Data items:
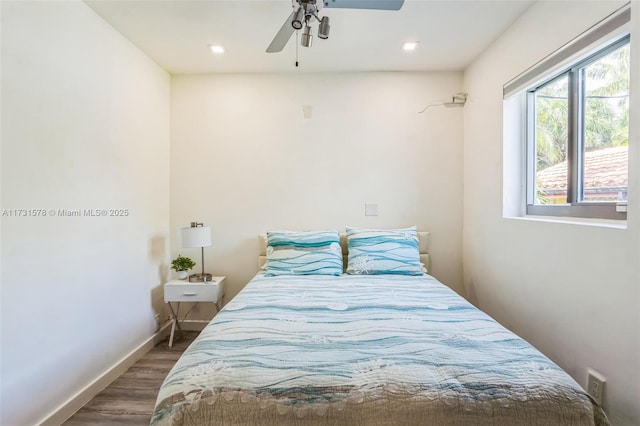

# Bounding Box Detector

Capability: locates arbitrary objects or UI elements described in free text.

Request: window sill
[505,215,627,229]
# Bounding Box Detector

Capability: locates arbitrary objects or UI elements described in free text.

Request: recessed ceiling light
[209,44,224,55]
[402,41,418,52]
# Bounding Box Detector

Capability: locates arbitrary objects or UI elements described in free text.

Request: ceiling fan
[267,0,404,53]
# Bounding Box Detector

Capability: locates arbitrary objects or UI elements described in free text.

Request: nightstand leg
[169,318,177,347]
[168,302,182,347]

**Work instructions:** Convert each line of the material above into a JSON array of strings, one string per line, with blank lines dropped. Leave the pictures out.

**Answer to this exercise:**
[
  "# Bounding Box Detector",
  "Capability: locates arbitrary objects or UI elements described in free text.",
  "Request: window sill",
  "[505,215,627,229]",
  "# Bounding Box Detector",
  "Capability: locates arbitrary objects or UI elements described in free text.",
  "Request: recessed ceiling light",
  "[209,44,224,55]",
  "[402,41,418,52]",
  "# Bounding Box Detector",
  "Capability: locates arbitrary objects or UI elements described in free text.",
  "Request: ceiling fan",
  "[267,0,404,53]",
  "# Bounding Box Detector",
  "Capability: locates arbitrary objects or UI elements described in free text.",
  "Request: nightstand leg",
  "[169,318,177,347]",
  "[168,302,182,347]"
]